The Best and the Brightest

by David Halberstam
Random House, 688 pp., $10.00

What is the purpose of this book? Six hundred and eighty-eight pages of “colorful” narrative that seem to have been breathlessly dictated to a recording device and, except for the portions that appeared in magazines, never to have been touched by an editorial pencil wielded by the author or anybody else. One keeps asking oneself to what end all these excited words were assembled, what they add to the already replete literature on the US and Vietnam. The book is now a fantastic best seller, yet the author cannot have aimed simply at the market. He is too sincere, too “concerned,” and who could have foreseen that the time was right for a huge “backgrounder” on our Vietnam involvement, studded, like a ham, with anecdotes and gossip about historic decisions and high-status personalities, syrupy with compassionate insights into the gamesmanship of power?

In fact the book’s success is a mystery to this reader, who was unable to stay awake for more than a few paragraphs at a go without ferocious application of will power, tea, coffee, drinks of water, propping open of eyelids, pinches, strolls about the room. I attribute my stupefied boredom partly to Halberstam’s prose, which combines a fluency of cliché with deafness to idiom and grammatical incomprehensibility. Yet I have read many dull and badly written books about Vietnam with no particular effort. If Halberstam’s was such a grind to get through, there must be other reasons. A soft, spineless construction: nuggets of research stuck together with a repellent sweetish glue serving as connective? Still, unavoidably, the narrative moves ahead (since events did), though the persistent regular insertion of biographical flashbacks, like the occurrence of nuts and raisins in some rather doughy hermits, makes the plot thicken more perhaps than was necessary.

> EXERCISE REQUIREMENTS:
(1) Print the stretch from "What is the" through "gamesmanship of power?" in the review of The Best and the Brightest.
(2) Based on the review of The Best and the Brightest, answer yes or no to each statement below, quoting the deciding words: (a) The book runs to 688 pages. (b) The reviewer found the book easy to stay awake through. (c) Parts of the book appeared in magazines.
(3) Carry on writing the review of The Best and the Brightest, starting after its final sentence.

> MATERIAL:
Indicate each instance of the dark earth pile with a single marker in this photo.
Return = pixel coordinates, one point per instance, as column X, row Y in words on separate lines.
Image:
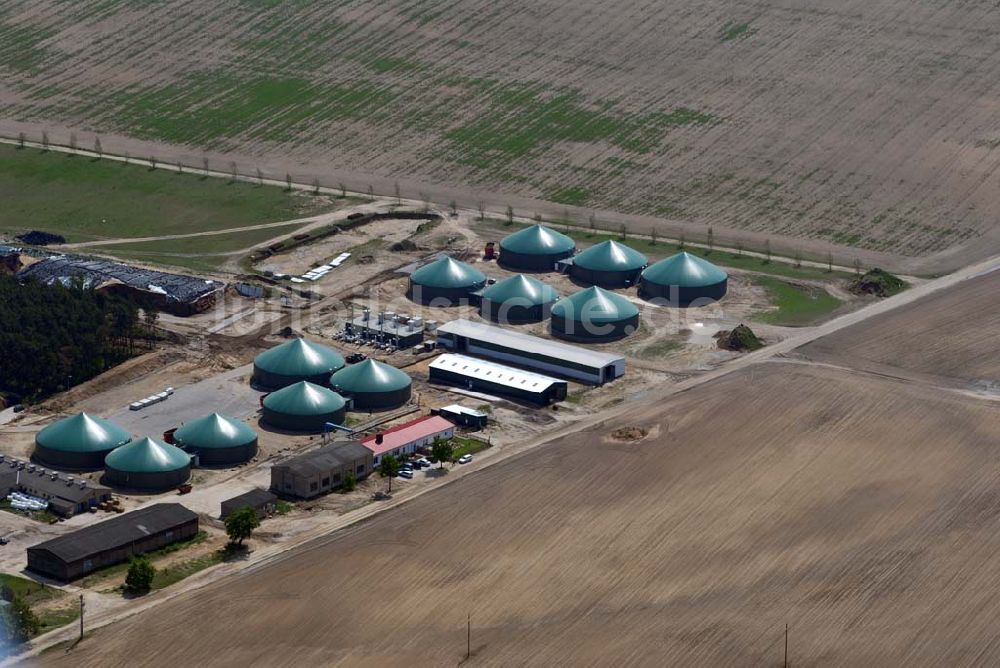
column 741, row 339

> RESULTS BY TASK:
(1)
What is the purpose of this book? Six hundred and eighty-eight pages of “colorful” narrative that seem to have been breathlessly dictated to a recording device and, except for the portions that appeared in magazines, never to have been touched by an editorial pencil wielded by the author or anybody else. One keeps asking oneself to what end all these excited words were assembled, what they add to the already replete literature on the US and Vietnam. The book is now a fantastic best seller, yet the author cannot have aimed simply at the market. He is too sincere, too “concerned,” and who could have foreseen that the time was right for a huge “backgrounder” on our Vietnam involvement, studded, like a ham, with anecdotes and gossip about historic decisions and high-status personalities, syrupy with compassionate insights into the gamesmanship of power?

(2)
(a) Yes: "Six hundred and eighty-eight pages of “colorful” narrative"
(b) No: "unable to stay awake for more than a few paragraphs at a go without ferocious application of will power"
(c) Yes: "except for the portions that appeared in magazines"

(3)
But even if the slowness of pace, especially on familiar ground, may cause one impatience, that is not the basic problem—one could skip. The basic problem lies in that question of purpose, which keeps arising: the crying lack of any discernible intention. The author has an air of having something on his mind, some weighty portentous burden (having to do, somehow, with the shaping of US foreign policy and the selection of personnel), but whatever it is, or was, he is unable to convey to the reader, who comes out of the experience with no clearer notions than he had before on the cause and prevention of Vietnams. And the bewildered demand “Why is he writing this book? What is he trying to say?” may become, in the course of pages, “Why, for God’s sake, am I reading it?”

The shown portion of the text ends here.